- **Tâches et exercices**
1 – D'après le texte sur le soulèvement paysan en Inde, à quel moment ce soulèvement a-t-il commencé ?
2 – Rédigez la suite du texte sur le soulèvement paysan en Inde, en reprenant juste après sa dernière phrase.

- **Texte fourni**

★ ★ ★ ★ ★

Mais il avait semé de nombreuses graines : le désir de passer par dessus toutes les divisions qui alimentent le pouvoir de Modi, l’objectif de virer Modi, avec la conscience que ce sont les plus pauvres, ceux qui n’ont rien à perdre, et notamment les femmes prolétaires, qui peuvent entraîner tout le monde.
Le soulèvement paysan qui commença en juin 2020, 2 mois seulement après la fin de Shaheen Bagh, avait totalement intégré dès son départ cet acquis fraternel et cet objectif politique. Ce fut -et c’est toujours – un soulèvement animé de l’esprit de virer Modi, combattant toutes les divisions de sexes, de religion, de caste, imprégné de l’idée de l’unité avec les ouvriers agricoles, les Intouchables, les ouvriers, les jeunes, mené par les paysans les plus pauvres, qui passe par dessus les intérêts corporatistes paysans pour sauver toute l’Inde du capitalisme.
Les campements paysans actuels de Delhi ressemblent aux campements de Shaheen Bagh, accueillant tout le monde, Intouchables, ouvriers, jeunes, étudiants, syndicalistes, Adivasits des tribus, hindous, sikhs, musulmans, bouddhistes… et les débats tous les soirs, ressemblent à ceux de Shaheen Bagh, changer le monde.
Or le SKM, la coordination qui anime le soulèvement paysan actuel, vit dans ces campements et s’en imprègne de leur esprit.
Tout à la fois dans cette dynamique de l’esprit des campements et encore animées de l’esprit du soulèvement de Shaheen Bagh, les femmes, paysannes ou non, Intouchables, musulmanes, sikhs ou hindoues, souvent des employées des crèches rurales et aides soignantes rurales en lutte elles-mêmes depuis des mois, ont investi les Mahapanchayats, organes de la mobilisation paysanne à partir du 29 janvier 2021.

★ ★ ★ ★ ★

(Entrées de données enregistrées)

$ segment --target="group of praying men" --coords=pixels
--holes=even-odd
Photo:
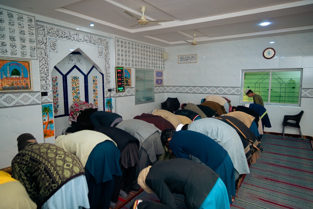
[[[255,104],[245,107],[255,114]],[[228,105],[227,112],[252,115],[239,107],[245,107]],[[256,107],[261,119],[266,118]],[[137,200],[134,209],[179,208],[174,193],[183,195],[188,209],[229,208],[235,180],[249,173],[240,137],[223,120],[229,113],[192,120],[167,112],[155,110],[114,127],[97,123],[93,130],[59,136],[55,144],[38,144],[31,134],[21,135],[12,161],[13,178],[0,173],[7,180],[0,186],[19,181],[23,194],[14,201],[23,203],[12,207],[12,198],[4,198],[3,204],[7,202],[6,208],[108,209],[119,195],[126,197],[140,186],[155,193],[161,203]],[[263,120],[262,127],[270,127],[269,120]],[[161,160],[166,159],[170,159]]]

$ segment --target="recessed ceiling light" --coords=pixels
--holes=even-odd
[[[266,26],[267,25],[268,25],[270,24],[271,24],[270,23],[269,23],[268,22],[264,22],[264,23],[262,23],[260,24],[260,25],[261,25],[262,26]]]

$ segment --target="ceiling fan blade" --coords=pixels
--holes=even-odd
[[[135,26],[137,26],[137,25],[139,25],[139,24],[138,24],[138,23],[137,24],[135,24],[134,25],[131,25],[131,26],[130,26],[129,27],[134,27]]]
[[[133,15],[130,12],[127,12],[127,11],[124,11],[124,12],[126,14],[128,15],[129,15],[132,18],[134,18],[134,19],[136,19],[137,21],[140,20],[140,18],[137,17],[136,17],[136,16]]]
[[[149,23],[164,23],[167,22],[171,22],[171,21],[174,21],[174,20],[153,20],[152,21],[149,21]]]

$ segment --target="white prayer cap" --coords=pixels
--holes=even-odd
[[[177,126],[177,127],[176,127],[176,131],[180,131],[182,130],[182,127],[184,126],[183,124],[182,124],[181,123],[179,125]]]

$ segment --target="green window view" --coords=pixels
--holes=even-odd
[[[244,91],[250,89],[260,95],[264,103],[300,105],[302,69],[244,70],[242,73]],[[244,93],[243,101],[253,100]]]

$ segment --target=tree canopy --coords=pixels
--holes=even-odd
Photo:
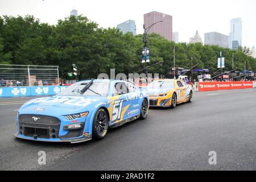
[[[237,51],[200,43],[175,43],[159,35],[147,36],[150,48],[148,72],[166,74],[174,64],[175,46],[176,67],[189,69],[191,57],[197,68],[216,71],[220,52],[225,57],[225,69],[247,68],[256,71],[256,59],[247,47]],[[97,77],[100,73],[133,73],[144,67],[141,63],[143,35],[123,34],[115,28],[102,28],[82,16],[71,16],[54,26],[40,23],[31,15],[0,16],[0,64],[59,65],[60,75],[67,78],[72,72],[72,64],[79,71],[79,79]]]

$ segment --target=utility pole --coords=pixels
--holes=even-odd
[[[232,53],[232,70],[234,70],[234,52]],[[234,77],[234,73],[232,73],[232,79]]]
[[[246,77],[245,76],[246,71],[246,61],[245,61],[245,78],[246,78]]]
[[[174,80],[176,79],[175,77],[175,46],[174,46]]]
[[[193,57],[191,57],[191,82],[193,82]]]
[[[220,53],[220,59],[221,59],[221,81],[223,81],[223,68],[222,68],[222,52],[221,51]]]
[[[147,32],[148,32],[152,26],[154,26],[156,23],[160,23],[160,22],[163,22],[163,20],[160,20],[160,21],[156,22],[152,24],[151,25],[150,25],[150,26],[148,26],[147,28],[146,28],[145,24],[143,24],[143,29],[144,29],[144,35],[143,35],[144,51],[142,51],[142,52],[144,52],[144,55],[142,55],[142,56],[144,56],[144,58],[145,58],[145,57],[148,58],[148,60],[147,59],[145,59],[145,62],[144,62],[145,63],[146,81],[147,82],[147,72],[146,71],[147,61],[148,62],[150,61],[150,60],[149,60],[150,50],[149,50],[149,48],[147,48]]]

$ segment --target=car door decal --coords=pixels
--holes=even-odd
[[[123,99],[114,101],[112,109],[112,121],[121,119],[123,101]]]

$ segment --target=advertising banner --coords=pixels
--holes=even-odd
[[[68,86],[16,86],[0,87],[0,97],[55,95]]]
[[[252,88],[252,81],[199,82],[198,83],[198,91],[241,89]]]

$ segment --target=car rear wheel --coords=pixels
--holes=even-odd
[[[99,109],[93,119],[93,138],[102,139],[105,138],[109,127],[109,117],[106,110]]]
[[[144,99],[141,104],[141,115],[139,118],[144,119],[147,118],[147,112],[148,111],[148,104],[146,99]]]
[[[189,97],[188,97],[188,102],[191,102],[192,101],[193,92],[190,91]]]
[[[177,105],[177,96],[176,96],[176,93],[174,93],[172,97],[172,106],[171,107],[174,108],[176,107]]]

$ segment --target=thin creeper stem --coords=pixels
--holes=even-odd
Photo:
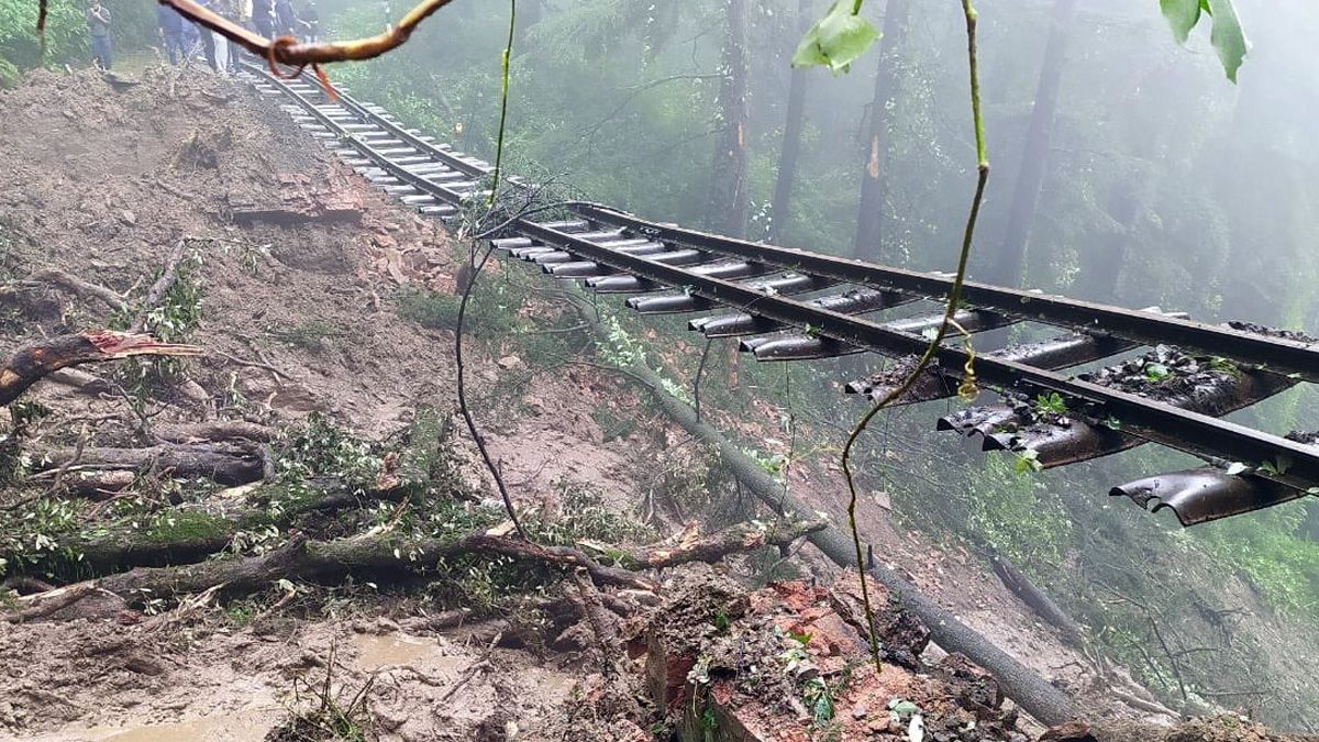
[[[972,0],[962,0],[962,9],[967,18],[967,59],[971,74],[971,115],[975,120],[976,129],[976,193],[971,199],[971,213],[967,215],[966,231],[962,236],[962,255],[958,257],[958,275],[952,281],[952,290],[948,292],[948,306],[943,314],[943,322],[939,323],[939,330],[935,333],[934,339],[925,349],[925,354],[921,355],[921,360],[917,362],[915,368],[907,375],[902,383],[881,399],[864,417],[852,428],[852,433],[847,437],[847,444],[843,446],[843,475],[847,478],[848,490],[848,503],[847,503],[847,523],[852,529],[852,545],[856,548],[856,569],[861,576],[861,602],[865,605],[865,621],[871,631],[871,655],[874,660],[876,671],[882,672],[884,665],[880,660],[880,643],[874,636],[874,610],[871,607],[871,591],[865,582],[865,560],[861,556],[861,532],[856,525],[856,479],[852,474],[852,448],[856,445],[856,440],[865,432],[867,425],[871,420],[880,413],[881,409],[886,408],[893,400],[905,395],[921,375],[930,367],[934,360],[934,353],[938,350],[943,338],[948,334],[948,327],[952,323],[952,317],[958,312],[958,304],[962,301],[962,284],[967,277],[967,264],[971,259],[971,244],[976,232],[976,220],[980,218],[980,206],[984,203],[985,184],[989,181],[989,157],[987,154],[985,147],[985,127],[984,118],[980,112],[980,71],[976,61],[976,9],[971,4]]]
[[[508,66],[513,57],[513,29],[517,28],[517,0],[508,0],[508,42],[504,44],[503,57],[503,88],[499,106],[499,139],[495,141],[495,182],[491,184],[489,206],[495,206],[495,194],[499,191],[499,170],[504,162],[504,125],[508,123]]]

★ ★ ★ ★ ★

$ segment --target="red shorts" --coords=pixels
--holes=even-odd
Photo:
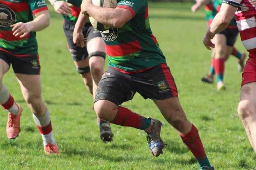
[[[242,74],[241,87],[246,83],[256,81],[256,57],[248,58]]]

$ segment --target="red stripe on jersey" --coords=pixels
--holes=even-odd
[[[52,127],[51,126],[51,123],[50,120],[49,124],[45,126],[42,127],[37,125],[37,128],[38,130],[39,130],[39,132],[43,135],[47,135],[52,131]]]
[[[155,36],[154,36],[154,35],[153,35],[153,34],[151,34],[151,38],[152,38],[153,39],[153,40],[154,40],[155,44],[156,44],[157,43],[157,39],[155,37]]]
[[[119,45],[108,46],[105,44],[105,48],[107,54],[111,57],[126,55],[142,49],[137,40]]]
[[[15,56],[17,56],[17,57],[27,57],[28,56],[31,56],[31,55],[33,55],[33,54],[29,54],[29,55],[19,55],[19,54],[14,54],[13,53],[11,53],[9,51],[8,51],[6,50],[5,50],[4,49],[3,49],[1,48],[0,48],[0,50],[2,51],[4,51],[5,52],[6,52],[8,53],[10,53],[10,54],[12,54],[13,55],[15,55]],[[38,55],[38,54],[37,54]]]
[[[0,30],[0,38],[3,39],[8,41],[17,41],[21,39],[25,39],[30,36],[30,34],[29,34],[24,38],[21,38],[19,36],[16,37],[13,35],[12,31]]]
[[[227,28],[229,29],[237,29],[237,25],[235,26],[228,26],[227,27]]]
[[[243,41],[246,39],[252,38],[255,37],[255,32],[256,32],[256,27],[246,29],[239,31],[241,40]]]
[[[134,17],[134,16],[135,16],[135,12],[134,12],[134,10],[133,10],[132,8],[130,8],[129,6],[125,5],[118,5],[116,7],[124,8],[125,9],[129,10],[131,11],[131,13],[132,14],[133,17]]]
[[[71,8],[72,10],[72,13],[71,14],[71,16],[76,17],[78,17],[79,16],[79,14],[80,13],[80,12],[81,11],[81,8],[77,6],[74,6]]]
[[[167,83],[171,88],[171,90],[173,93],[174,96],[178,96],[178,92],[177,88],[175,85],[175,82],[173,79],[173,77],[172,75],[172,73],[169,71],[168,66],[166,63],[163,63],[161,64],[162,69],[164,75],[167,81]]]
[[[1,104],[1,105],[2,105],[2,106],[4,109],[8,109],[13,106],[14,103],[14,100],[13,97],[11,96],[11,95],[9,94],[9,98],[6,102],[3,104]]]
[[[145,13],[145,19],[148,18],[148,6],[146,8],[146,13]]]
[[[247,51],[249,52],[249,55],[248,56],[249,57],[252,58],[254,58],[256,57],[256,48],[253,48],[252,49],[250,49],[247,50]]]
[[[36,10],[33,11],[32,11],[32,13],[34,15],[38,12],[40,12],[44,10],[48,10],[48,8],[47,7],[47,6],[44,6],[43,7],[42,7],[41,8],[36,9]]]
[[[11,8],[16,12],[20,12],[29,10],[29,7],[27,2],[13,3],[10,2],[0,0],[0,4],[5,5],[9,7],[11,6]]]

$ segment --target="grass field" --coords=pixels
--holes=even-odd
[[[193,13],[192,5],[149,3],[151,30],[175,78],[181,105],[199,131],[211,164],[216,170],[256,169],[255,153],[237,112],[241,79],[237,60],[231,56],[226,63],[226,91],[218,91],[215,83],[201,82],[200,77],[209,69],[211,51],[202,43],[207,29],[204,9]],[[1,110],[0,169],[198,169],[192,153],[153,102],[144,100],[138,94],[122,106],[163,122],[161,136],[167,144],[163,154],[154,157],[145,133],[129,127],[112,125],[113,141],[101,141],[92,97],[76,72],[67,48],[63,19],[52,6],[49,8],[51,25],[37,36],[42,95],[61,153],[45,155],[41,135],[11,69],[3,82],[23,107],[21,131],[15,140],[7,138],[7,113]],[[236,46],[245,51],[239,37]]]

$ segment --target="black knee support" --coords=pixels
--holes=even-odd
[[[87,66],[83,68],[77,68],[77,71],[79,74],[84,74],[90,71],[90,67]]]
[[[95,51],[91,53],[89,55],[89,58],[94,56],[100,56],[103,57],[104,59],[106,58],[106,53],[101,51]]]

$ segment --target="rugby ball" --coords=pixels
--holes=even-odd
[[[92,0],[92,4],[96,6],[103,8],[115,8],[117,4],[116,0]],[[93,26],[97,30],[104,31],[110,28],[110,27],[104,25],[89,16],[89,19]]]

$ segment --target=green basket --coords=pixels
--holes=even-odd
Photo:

★ ★ ★ ★ ★

- **Réponses par tâche**
1 – Il a commencé en juin 2020, deux mois seulement après la fin de Shaheen Bagh.

2 –
Ces Mahapanchayats issus d’un très lointain passé, étaient souvent de ce fait, assez traditionalistes, patriarcaux, misogynes où les femmes n’étaient fréquemment pas admises. Dans leur élan, les femmes les transformèrent en des structures de la démocratie directe paysanne du soulèvement actuel, mais ouvertes à tous, femmes, jeunes, ouvriers, Intouchables, musulmans, sikhs, hindous, tous ensemble, et en firent un organe de combat mais aussi les structures d’un monde embryonnaire débarrassé de toutes les oppressions.
Le 8 mars, auquel le soulèvement paysan appelle de toutes ses forces et surtout auquel il se subordonne – au moins durant cette journée – en demandant que partout les hommes, paysans ou autres militants, cèdent la place aux femmes, sera une démonstration aux yeux de l’Inde entière et du monde, de vers quoi marche le soulèvement paysan et de quelle société il veut.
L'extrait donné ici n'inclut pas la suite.